Exercise material:
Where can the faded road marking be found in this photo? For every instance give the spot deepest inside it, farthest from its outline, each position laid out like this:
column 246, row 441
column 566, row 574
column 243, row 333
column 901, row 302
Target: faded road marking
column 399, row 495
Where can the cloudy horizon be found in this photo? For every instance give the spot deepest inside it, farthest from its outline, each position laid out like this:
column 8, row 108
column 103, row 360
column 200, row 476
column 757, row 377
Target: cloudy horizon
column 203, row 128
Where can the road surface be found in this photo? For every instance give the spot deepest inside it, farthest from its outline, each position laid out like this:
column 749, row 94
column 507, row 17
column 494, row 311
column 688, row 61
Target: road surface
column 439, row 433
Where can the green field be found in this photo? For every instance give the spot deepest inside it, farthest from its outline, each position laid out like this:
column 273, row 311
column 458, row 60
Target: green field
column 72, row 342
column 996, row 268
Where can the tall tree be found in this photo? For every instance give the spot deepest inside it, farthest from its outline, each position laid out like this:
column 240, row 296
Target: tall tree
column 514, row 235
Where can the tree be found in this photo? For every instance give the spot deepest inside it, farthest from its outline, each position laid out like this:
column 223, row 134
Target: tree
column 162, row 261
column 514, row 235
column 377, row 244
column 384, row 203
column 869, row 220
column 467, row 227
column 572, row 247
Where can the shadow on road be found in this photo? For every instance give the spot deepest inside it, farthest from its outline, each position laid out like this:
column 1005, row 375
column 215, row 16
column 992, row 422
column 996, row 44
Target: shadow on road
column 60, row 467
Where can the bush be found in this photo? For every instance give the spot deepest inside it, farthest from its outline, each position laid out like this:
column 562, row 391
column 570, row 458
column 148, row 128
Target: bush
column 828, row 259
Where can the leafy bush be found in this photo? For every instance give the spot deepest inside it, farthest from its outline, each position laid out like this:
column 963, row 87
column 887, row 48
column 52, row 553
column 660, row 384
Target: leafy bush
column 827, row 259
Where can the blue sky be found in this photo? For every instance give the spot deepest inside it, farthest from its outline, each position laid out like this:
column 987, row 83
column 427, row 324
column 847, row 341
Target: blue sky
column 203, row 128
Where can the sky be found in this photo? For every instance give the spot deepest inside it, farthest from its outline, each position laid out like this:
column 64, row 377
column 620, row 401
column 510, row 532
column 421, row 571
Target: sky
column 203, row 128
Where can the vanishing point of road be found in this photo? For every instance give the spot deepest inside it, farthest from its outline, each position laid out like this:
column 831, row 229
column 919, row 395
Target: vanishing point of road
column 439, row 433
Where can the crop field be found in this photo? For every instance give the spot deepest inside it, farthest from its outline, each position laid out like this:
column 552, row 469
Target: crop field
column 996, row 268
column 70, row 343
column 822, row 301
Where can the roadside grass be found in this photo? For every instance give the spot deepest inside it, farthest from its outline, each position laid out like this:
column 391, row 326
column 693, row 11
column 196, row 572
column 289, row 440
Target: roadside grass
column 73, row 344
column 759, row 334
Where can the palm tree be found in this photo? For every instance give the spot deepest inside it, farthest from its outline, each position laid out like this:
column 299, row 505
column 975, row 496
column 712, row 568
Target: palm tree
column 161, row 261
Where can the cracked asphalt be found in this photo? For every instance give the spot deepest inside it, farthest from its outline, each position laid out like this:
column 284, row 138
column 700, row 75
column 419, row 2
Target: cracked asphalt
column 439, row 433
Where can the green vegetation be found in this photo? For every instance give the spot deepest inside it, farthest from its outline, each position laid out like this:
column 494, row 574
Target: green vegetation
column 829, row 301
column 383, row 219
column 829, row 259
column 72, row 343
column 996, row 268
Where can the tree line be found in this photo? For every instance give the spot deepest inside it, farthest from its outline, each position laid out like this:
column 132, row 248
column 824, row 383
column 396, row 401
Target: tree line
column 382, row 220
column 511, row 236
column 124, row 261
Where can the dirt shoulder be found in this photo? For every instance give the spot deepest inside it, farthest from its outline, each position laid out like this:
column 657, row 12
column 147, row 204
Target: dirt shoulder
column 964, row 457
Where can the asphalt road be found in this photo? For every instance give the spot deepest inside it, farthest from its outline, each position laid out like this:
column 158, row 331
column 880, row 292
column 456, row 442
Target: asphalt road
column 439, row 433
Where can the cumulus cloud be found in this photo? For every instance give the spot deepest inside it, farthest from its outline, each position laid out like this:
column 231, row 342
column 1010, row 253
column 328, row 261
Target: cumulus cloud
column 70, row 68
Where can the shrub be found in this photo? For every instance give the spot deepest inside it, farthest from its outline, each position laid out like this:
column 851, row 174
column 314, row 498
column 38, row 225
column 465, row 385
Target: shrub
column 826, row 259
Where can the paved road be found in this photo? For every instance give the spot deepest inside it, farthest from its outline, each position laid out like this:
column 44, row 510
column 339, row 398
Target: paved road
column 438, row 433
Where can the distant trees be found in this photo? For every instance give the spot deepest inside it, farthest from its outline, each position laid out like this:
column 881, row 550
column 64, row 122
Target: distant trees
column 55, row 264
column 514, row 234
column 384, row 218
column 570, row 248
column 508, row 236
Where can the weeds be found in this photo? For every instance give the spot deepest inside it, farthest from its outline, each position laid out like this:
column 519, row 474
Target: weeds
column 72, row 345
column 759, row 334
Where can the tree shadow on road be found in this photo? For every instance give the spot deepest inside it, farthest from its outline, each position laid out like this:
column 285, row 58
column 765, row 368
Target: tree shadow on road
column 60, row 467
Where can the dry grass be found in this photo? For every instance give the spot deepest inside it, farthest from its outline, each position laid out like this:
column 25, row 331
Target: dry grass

Objective: Restate the listing above word for word.

Exercise response:
Where can the faded road marking be found in this photo? For every instance give the spot deepest inside it, farthest from its outline, each position laid out like this:
column 246, row 441
column 566, row 574
column 243, row 333
column 901, row 302
Target: faded road marking
column 399, row 495
Where can the cloudy horizon be found in this photo? For every instance give the spot deepest inside it, farthest from its outline, each position laid out like this:
column 8, row 108
column 103, row 360
column 200, row 476
column 757, row 377
Target: cloudy horizon
column 203, row 128
Where can the road surface be found in this photo? For every instance give the spot deepest inside it, farthest from its outline, each position laid out like this:
column 749, row 94
column 507, row 17
column 494, row 311
column 688, row 61
Target: road surface
column 439, row 433
Where can the green field be found in this photo? For every instance give the spot deepest inside it, farthest from its outline, each position laid out like this:
column 273, row 311
column 458, row 60
Target: green field
column 72, row 342
column 996, row 268
Where can the tall tree be found in this photo? For every instance give the spot deepest inside it, farthest from its outline, each position laid out like this:
column 240, row 296
Target: tall tree
column 514, row 235
Where can the tree be found in this photo? For every instance give the spot deepest inside it, farthest from its outline, each position laid out like this:
column 223, row 134
Target: tree
column 162, row 261
column 514, row 235
column 377, row 244
column 384, row 203
column 869, row 220
column 467, row 227
column 572, row 247
Where can the shadow on road be found in this photo? For every instance give the spot deepest inside it, farthest from its outline, each position laid out like this:
column 1005, row 375
column 215, row 16
column 992, row 422
column 996, row 44
Target: shadow on road
column 60, row 467
Where can the bush be found in this photo? For every instance give the spot deepest inside it, farthest from its outline, each position laid out like this:
column 562, row 391
column 570, row 458
column 148, row 128
Target: bush
column 828, row 259
Where can the leafy bush be found in this photo? For every instance give the spot deepest inside it, farthest from its outline, each position laid out like this:
column 963, row 87
column 887, row 48
column 52, row 553
column 660, row 384
Target: leafy bush
column 827, row 259
Where can the blue sky be found in this photo? For every instance give the spot deepest inside it, farthest from its outline, each position laid out like this:
column 987, row 83
column 427, row 324
column 847, row 341
Target: blue sky
column 203, row 128
Where can the sky be found in this photo? For every instance give the spot deepest inside it, farthest from its outline, each position laid out like this:
column 64, row 377
column 620, row 401
column 510, row 532
column 421, row 571
Target: sky
column 203, row 128
Where can the vanishing point of road be found in this photo? For every instance give the spot deepest inside it, farthest from its outline, each position laid out like this:
column 831, row 229
column 919, row 395
Target: vanishing point of road
column 439, row 433
Where can the crop field be found in this photo? For every instance give the spot deepest inside it, farthest from its outline, each position laid out like this:
column 552, row 469
Target: crop field
column 996, row 268
column 70, row 343
column 822, row 301
Where can the roadside grass be found in this photo? For every instance give the spot deepest inside it, farthest from its outline, each position laid out like this:
column 391, row 326
column 693, row 11
column 196, row 572
column 289, row 440
Target: roadside grass
column 73, row 344
column 759, row 334
Where can the palm tree be found in this photo? For every instance give the spot deepest inside it, farthest from its outline, each position laid out like this:
column 299, row 505
column 975, row 496
column 712, row 568
Target: palm tree
column 161, row 261
Where can the cracked asphalt be found in this photo? For every instance give the spot deepest inside it, farthest from its outline, each position laid out like this:
column 284, row 138
column 700, row 75
column 419, row 2
Target: cracked asphalt
column 439, row 433
Where can the green vegetation be found in this photo? For every instance give the spot deepest inside it, farthest from its outline, each position laid out like this:
column 494, row 574
Target: green vegetation
column 829, row 301
column 383, row 219
column 829, row 259
column 72, row 343
column 996, row 268
Where can the tree line be found in this photo? For every instance give the spot deepest inside it, farthest from its outline, each position laid out like this:
column 132, row 248
column 824, row 383
column 396, row 401
Target: tree line
column 382, row 220
column 511, row 236
column 124, row 261
Where can the dirt shoulder be found in this photo? For every instance give the spot deepest inside it, farthest from its outline, each position laid out like this:
column 657, row 12
column 147, row 204
Target: dirt shoulder
column 964, row 457
Where can the asphalt road be found in this photo? For every instance give the spot deepest inside it, farthest from its outline, each position laid out like this:
column 158, row 331
column 880, row 292
column 456, row 442
Target: asphalt road
column 439, row 433
Where can the cumulus cloud be found in this photo? For every instance give the spot deepest inside it, farthest from its outline, each position laid out like this:
column 231, row 342
column 1010, row 253
column 328, row 261
Target: cumulus cloud
column 70, row 68
Where can the shrub be found in this photo? For every instance give the spot deepest inside it, farthest from its outline, each position laid out like this:
column 851, row 174
column 314, row 498
column 38, row 225
column 465, row 385
Target: shrub
column 826, row 259
Where can the paved road be found in this photo? For every instance give the spot deepest inside it, farthest from its outline, each position laid out like this:
column 44, row 510
column 339, row 398
Target: paved road
column 438, row 433
Where can the distant trees be found in this photo? For every instance give the spot deepest inside it, farthest from its outline, each position laid out like this:
column 881, row 550
column 64, row 122
Target: distant trees
column 55, row 264
column 514, row 234
column 384, row 218
column 570, row 248
column 508, row 236
Where can the weeds be found in this photo? For every instance give the spot deepest inside it, farthest from its outline, each position laid out like this:
column 519, row 474
Target: weeds
column 72, row 345
column 759, row 334
Where can the tree shadow on road be found in this photo? For every instance give the spot deepest inside it, farthest from its outline, each position laid out like this:
column 285, row 58
column 765, row 368
Target: tree shadow on road
column 60, row 467
Where can the dry grass be found in this photo? For every instance give the spot deepest inside it, farthest from its outline, each position laid out like this:
column 25, row 331
Target: dry grass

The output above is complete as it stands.